[Stored items]
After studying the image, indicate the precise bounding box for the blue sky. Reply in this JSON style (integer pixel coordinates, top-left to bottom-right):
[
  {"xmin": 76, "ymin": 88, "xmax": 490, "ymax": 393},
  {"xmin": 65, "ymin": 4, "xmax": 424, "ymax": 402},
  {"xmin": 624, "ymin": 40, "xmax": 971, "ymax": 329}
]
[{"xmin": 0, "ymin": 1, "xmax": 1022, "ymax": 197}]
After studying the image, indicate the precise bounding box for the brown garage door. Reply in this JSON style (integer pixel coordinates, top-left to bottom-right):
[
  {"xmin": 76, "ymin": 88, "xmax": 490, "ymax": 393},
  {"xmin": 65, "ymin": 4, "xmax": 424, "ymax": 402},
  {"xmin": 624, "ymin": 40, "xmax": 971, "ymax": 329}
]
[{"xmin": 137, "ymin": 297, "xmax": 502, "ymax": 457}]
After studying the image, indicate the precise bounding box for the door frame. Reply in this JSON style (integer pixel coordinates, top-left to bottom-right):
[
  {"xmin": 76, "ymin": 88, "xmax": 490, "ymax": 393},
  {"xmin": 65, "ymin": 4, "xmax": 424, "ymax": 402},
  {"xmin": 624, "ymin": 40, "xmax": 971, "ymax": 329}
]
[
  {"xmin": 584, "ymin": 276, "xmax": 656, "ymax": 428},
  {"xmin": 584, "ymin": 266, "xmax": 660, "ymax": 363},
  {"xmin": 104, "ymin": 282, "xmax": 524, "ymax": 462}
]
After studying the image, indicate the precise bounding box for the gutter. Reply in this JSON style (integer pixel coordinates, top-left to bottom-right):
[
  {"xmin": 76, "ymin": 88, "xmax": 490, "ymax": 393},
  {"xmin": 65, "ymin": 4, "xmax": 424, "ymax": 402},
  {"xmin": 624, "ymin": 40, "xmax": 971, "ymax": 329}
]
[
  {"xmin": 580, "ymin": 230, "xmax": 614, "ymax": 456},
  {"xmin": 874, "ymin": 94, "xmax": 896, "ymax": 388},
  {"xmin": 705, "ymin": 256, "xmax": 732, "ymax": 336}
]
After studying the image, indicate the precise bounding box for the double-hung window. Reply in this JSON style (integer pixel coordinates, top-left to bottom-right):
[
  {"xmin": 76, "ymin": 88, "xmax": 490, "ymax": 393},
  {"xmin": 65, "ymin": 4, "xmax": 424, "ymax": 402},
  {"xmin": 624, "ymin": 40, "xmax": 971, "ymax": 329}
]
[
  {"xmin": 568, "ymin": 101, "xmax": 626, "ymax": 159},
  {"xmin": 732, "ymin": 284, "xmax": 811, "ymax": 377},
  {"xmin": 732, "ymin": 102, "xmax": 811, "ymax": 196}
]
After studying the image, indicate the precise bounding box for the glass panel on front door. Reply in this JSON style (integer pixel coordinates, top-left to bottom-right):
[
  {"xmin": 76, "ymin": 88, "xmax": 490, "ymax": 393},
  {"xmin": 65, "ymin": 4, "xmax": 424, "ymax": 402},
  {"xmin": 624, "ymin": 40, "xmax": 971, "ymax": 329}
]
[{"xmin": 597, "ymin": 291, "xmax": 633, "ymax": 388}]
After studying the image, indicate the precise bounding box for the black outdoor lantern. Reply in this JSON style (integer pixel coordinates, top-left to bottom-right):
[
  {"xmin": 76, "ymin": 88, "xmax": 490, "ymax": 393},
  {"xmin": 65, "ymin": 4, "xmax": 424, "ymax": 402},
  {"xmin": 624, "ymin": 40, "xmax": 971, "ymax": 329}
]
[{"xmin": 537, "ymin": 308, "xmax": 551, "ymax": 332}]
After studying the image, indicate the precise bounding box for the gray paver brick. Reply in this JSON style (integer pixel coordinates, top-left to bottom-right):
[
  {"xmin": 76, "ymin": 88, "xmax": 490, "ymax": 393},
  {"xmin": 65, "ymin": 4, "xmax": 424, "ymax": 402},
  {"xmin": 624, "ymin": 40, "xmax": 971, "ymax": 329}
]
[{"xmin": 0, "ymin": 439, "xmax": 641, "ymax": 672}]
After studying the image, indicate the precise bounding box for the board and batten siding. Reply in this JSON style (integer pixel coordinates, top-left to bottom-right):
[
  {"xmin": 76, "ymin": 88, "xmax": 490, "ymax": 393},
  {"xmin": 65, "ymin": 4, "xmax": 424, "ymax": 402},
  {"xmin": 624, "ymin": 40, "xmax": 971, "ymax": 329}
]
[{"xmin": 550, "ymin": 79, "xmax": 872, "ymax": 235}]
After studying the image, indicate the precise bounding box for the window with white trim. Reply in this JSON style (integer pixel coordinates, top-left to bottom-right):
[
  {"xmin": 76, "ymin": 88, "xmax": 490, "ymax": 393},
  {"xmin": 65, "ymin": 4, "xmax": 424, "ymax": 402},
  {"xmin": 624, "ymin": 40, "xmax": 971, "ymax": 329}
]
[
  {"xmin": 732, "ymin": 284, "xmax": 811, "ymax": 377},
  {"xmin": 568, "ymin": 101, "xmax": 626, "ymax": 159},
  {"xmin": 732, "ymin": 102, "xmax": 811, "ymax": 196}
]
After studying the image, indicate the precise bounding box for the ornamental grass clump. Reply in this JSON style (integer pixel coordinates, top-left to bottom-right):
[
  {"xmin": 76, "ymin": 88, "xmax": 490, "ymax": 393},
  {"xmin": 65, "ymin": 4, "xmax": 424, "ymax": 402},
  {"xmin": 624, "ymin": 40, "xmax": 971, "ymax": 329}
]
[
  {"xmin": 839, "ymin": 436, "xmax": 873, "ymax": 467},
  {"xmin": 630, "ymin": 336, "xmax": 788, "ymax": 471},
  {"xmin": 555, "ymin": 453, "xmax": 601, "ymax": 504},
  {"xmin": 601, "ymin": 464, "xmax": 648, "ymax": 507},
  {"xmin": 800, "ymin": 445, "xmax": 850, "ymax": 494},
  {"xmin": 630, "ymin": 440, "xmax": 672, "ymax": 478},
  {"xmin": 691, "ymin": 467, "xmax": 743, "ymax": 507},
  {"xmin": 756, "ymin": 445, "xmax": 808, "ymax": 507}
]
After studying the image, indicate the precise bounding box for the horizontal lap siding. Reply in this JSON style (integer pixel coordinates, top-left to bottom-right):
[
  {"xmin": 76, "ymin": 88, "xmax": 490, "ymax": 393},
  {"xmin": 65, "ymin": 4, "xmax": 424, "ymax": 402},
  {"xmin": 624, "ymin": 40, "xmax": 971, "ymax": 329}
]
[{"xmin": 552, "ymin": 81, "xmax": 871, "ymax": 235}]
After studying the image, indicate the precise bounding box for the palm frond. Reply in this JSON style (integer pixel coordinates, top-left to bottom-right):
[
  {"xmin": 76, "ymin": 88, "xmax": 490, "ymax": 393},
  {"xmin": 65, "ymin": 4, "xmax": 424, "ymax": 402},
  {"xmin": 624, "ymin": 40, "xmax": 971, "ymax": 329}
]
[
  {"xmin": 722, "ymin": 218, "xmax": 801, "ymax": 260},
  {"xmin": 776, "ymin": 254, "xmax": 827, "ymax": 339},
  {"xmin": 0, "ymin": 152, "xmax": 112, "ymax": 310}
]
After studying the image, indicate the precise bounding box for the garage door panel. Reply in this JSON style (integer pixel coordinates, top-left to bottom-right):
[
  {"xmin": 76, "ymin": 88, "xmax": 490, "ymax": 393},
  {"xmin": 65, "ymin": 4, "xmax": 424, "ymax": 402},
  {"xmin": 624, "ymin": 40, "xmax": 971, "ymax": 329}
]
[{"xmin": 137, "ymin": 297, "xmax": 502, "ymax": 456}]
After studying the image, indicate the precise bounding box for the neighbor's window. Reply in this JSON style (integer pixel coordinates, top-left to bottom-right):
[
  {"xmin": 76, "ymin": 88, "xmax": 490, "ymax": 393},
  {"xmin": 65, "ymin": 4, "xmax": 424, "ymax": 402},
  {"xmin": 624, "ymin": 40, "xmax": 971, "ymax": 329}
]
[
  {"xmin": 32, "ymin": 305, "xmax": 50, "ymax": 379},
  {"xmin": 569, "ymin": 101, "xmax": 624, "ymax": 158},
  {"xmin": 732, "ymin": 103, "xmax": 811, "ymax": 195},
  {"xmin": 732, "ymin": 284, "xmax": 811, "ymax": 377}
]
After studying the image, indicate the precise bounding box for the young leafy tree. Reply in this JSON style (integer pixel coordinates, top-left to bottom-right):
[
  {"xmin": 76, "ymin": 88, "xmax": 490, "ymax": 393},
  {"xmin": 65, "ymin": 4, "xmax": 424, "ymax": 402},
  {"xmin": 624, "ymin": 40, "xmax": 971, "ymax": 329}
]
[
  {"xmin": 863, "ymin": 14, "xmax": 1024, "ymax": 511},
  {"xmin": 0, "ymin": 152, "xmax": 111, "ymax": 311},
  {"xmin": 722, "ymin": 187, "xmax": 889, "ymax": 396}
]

• INSTRUCTION:
Reproduce, without any alteration, the stretch of the data from the line containing "for the young" through the end of the data.

• SOLUTION FOR THIS PROBLEM:
After studying the image, indicate the precise bounding box for the young leafy tree. Reply in this JSON style (integer pixel coordinates, top-left to bottom-right):
[
  {"xmin": 76, "ymin": 88, "xmax": 490, "ymax": 393},
  {"xmin": 65, "ymin": 4, "xmax": 424, "ymax": 402},
  {"xmin": 624, "ymin": 40, "xmax": 971, "ymax": 329}
]
[
  {"xmin": 863, "ymin": 14, "xmax": 1024, "ymax": 511},
  {"xmin": 0, "ymin": 152, "xmax": 111, "ymax": 311},
  {"xmin": 722, "ymin": 187, "xmax": 889, "ymax": 396}
]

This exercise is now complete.